→ **DATA EXTRACT**:

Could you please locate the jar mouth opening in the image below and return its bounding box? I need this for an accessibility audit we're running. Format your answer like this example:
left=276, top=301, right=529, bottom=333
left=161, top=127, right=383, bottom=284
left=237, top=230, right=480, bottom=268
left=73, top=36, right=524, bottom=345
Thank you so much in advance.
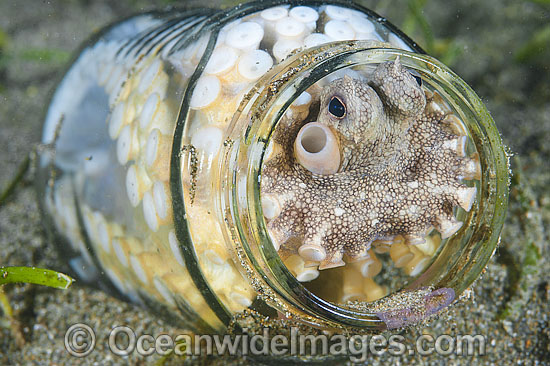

→ **JOB**:
Reproduce the lines above word for word, omitting the picture.

→ **EXPECTED ANSWER**:
Could you please locate the jar mouth opening in the image below and return its bounding box? I need this for an accessibility audit we're running. Format your answer like this example:
left=276, top=301, right=529, bottom=333
left=161, top=127, right=383, bottom=284
left=237, top=230, right=480, bottom=268
left=73, top=36, right=524, bottom=345
Thank you so much in advance.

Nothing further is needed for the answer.